*** Excerpted passage

As discussed on the list, it'd be really nice to rework this so we have
more flexibility (in particular in the presence of SQPOLL). Please
poke some holes in this one. Patch 2 is the meat of it, patch 1 is just
a prep patch. The basic idea is explained in that patch, so I won't
repeat that here.

-- 
Jens Axboe



^ permalink raw reply	[flat|nested] 5+ messages in thread

* [PATCH 1/2] io_uring: stash ctx task reference instead of task files
  2020-09-11 21:26 [PATCH 0/2 for-next] Rework ->files tracking Jens Axboe
@ 2020-09-11 21:26 ` Jens Axboe
  2020-09-11 21:26 ` [PATCH 2/2] io_uring: implement ->flush() sequence to handle ->files validity Jens Axboe
  1 sibling, 0 replies; 5+ messages in thread
From: Jens Axboe @ 2020-09-11 21:26 UTC (permalink / raw)
  To: io-uring; +Cc: jannh, asml.silence, Jens Axboe

We can grab a reference to the task instead of stashing away the task
files_struct. This is doable without creating a circular reference
between the ring fd and the task itself.

This is in preparation for handling the ->files assignment a bit
differently, so we don't need to force SQPOLL to enter the kernel for
an update.

Signed-off-by: Jens Axboe <[email protected]>
---
 fs/io_uring.c | 33 ++++++++++++++++++++-------------
 1 file changed, 20 insertions(+), 13 deletions(-)

diff --git a/fs/io_uring.c b/fs/io_uring.c
index 7ee5e18218c2..4958a9dca51a 100644
--- a/fs/io_uring.c
+++ b/fs/io_uring.c
@@ -290,11 +290,10 @@ struct io_ring_ctx {
 	struct io_wq		*io_wq;
 	struct mm_struct	*sqo_mm;
 	/*
-	 * For SQPOLL usage - no reference is held to this file table, we
-	 * rely on fops->flush() and our callback there waiting for the users
-	 * to finish.

******

*Short task 1*
Collect and copy out every line of the rows that contains the string "post".
The rows here are unrelated to the io_uring patch message.

*** Dataset

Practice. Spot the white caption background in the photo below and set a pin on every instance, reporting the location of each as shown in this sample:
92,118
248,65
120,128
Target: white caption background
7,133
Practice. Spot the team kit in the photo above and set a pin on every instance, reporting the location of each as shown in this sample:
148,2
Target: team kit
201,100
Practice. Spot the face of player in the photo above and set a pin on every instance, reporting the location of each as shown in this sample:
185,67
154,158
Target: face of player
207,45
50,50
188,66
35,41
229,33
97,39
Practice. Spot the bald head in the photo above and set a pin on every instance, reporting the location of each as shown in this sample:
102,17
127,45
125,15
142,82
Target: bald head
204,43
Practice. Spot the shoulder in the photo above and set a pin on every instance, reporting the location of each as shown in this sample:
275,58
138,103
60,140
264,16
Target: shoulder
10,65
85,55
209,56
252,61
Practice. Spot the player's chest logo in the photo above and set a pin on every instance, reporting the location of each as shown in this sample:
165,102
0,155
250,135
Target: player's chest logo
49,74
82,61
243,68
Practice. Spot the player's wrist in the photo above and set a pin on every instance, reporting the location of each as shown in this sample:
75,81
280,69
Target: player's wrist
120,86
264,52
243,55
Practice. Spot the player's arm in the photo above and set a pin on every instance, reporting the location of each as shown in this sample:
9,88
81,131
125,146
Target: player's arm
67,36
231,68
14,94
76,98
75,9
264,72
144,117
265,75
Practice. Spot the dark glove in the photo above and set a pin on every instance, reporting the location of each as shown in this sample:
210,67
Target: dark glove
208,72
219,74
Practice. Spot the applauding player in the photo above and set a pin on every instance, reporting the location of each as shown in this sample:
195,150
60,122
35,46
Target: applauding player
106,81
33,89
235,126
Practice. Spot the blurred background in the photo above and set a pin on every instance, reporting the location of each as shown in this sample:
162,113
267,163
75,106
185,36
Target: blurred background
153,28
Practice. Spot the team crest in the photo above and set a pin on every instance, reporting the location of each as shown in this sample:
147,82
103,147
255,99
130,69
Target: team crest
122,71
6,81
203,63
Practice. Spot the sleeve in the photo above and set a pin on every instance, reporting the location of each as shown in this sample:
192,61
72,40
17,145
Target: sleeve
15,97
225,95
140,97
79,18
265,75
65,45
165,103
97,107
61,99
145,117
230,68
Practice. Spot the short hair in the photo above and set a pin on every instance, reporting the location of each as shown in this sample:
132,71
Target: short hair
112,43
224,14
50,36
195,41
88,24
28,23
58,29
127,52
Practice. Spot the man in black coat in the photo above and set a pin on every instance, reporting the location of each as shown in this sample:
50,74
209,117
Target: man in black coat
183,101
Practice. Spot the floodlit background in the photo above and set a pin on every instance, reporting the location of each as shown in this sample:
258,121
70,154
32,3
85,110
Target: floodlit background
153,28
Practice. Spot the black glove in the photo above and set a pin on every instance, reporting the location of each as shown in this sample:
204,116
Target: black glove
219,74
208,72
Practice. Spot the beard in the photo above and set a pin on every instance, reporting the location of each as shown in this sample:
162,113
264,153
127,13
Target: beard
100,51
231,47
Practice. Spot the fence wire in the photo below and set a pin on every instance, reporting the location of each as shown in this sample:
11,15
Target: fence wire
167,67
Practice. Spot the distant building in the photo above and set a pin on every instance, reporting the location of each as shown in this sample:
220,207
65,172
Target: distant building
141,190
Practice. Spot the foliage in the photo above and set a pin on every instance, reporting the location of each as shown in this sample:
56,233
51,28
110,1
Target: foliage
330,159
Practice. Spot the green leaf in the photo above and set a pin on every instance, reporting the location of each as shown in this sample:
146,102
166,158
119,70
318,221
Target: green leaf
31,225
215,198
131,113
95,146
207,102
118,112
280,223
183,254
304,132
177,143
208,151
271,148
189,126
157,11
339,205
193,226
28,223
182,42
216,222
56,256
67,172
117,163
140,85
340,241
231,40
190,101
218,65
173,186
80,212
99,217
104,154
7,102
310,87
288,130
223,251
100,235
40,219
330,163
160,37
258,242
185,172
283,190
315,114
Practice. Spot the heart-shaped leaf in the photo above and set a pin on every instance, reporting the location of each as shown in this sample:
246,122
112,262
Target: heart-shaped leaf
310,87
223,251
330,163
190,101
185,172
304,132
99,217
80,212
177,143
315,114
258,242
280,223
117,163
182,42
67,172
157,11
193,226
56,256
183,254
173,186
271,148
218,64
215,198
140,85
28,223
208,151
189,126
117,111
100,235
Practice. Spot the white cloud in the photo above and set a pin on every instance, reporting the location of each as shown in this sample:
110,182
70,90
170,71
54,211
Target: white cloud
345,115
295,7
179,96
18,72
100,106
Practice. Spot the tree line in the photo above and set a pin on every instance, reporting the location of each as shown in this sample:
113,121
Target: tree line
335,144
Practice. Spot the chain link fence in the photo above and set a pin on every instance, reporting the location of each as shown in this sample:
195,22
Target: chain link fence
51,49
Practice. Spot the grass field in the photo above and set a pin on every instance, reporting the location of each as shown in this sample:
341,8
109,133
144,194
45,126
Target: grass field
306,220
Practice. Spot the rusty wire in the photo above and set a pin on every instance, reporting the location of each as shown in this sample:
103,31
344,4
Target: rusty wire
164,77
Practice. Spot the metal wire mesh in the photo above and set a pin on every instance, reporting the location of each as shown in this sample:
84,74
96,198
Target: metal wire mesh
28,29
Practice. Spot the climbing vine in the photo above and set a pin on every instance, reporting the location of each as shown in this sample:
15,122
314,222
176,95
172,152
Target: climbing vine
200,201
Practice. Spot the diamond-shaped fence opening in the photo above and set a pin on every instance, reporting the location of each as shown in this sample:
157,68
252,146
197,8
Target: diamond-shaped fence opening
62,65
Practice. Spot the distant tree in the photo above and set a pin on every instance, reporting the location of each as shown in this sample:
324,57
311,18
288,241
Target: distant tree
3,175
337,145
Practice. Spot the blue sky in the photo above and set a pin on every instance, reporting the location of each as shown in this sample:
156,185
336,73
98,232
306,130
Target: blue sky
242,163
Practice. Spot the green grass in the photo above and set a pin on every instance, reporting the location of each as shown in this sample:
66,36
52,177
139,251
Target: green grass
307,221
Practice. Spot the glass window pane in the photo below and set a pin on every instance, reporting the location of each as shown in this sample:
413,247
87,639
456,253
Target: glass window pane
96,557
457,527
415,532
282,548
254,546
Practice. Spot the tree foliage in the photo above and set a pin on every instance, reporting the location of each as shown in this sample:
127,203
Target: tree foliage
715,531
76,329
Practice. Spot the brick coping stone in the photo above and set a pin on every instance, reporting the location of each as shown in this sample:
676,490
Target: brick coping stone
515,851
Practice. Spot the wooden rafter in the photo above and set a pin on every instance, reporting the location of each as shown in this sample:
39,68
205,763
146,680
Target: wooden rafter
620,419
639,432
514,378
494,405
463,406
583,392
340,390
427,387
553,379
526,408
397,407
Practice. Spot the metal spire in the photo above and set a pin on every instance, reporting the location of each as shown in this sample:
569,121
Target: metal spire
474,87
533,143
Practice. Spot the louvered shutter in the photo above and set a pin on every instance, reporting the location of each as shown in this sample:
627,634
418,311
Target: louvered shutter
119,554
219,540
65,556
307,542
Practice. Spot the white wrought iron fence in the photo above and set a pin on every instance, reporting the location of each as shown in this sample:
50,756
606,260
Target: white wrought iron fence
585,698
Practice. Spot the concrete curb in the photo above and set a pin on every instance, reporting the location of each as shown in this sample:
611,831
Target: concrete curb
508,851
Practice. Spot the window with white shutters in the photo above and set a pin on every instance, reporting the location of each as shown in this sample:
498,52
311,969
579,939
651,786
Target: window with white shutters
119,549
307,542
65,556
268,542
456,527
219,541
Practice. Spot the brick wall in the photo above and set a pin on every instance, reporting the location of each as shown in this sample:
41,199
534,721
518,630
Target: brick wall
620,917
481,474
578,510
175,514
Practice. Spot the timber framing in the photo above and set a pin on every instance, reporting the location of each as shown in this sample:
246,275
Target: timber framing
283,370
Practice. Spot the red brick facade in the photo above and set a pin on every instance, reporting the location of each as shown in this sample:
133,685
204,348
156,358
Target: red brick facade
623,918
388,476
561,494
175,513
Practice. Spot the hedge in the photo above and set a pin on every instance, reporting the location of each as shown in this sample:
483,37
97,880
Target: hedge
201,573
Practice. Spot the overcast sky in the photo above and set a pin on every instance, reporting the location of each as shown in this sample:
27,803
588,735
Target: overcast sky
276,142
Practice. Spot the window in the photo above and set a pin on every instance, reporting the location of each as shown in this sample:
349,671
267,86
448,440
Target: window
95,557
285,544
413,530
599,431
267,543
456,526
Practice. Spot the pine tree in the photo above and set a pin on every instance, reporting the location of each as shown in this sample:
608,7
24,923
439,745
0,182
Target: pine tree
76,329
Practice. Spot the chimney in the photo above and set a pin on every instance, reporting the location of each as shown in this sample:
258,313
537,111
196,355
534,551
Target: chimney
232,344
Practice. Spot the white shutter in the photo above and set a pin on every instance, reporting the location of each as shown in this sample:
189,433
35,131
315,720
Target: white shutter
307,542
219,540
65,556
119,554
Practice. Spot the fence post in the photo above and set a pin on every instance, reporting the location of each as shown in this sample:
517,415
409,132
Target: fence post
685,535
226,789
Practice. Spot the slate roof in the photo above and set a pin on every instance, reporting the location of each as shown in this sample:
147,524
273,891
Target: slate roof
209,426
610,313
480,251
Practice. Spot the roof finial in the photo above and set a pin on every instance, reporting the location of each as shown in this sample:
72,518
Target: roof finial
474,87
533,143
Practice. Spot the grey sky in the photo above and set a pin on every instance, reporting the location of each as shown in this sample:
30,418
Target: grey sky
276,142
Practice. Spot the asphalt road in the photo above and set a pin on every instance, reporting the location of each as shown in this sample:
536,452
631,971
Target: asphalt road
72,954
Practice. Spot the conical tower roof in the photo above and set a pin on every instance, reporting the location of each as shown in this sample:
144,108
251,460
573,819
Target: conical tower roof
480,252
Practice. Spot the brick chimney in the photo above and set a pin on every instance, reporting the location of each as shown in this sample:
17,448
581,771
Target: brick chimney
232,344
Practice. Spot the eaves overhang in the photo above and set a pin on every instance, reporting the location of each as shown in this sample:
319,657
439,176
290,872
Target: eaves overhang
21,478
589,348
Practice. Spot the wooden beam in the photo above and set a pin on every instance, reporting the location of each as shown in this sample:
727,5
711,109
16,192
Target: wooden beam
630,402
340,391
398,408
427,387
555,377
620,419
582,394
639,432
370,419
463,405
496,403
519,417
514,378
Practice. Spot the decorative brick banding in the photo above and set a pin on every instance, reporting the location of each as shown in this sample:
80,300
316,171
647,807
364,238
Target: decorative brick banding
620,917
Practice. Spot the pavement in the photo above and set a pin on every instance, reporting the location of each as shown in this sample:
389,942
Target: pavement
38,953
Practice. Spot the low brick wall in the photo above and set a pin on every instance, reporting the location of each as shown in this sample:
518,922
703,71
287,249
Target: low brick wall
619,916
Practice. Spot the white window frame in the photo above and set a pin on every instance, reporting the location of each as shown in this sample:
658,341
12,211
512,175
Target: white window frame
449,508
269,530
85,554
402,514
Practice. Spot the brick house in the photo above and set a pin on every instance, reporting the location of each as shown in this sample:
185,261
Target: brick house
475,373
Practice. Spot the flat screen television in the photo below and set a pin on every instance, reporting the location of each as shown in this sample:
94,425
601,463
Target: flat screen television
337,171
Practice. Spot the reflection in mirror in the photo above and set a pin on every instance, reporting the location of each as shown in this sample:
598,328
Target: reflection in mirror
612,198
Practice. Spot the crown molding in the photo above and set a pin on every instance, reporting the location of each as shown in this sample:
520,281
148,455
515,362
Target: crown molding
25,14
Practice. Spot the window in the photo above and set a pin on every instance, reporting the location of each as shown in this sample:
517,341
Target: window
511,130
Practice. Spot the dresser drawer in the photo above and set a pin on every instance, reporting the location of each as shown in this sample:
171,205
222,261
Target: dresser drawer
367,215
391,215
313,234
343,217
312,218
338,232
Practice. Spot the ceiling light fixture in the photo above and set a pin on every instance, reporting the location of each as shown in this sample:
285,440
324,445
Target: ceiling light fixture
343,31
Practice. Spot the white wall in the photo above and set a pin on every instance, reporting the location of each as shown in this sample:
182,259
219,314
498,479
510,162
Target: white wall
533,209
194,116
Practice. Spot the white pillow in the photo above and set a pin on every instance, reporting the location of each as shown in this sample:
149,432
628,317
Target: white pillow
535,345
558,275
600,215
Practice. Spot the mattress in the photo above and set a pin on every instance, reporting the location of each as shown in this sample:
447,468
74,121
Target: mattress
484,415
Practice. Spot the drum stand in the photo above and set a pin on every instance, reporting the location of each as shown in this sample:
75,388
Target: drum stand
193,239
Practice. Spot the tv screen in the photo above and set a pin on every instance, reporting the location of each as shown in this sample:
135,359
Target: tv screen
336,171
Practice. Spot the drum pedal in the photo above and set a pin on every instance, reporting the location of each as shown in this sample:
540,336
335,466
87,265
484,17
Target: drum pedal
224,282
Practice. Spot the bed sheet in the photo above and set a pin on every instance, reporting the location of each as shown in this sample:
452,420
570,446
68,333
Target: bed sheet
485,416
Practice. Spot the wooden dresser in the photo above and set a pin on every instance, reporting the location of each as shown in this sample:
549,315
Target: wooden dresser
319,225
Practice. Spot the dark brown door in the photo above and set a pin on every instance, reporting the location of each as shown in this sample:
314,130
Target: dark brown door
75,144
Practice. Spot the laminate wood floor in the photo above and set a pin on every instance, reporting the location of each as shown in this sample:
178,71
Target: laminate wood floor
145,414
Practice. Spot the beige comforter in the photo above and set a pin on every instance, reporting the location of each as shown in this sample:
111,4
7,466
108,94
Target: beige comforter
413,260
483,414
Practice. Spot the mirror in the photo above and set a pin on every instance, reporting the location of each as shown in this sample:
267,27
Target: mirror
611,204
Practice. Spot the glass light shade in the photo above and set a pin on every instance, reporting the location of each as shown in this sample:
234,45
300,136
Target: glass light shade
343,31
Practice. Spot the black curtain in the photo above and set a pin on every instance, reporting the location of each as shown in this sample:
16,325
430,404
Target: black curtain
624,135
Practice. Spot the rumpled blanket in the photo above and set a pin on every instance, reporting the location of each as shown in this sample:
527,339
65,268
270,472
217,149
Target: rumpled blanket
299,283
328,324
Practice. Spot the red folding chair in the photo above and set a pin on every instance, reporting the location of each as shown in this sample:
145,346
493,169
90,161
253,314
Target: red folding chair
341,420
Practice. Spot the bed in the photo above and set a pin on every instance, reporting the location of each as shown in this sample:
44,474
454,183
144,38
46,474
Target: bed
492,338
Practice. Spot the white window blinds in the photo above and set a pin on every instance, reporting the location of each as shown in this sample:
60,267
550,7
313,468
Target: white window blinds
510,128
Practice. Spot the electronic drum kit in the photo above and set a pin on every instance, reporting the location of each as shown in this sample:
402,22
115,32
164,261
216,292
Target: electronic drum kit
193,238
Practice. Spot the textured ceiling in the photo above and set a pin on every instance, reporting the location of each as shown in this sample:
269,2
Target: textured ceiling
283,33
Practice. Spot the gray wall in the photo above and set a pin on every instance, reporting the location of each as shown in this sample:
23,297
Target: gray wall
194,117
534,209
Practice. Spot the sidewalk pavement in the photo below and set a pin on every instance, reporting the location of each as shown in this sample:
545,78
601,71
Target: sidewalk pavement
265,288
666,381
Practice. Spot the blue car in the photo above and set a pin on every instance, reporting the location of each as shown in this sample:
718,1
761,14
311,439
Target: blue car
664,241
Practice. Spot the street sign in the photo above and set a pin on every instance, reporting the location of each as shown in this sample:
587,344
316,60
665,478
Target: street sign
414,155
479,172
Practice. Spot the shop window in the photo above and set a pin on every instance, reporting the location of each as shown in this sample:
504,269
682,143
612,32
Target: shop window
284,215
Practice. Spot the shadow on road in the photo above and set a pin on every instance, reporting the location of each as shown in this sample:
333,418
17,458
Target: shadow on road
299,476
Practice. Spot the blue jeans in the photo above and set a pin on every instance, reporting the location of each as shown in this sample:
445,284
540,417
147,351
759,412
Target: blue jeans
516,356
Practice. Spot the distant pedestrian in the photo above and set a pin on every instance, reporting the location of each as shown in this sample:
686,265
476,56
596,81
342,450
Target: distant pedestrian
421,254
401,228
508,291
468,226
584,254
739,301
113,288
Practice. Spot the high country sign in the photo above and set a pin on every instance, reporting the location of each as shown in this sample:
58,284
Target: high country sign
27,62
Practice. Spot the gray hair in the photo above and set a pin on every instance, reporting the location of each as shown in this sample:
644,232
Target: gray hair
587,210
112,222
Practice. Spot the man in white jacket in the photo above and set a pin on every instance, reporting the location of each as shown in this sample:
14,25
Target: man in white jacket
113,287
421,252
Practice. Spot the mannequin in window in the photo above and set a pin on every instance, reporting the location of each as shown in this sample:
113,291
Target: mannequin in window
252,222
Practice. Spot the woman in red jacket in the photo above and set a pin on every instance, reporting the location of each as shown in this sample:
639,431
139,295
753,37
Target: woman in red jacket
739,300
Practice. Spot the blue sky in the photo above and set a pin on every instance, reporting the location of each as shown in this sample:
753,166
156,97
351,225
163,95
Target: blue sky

******

*Short task 2*
Reproduce, word for word, the stretch of the io_uring patch message that starts at the words "To: io-uring; +Cc: jannh, asml.silence, Jens" and ends after "the task itself.".

*Output 1*
Practice. Spot the fence post in the photo above and set a pin on every instance, reporting the location of each as shown in this sample:
Target: fence post

*Output 2*
To: io-uring; +Cc: jannh, asml.silence, Jens Axboe

We can grab a reference to the task instead of stashing away the task
files_struct. This is doable without creating a circular reference
between the ring fd and the task itself.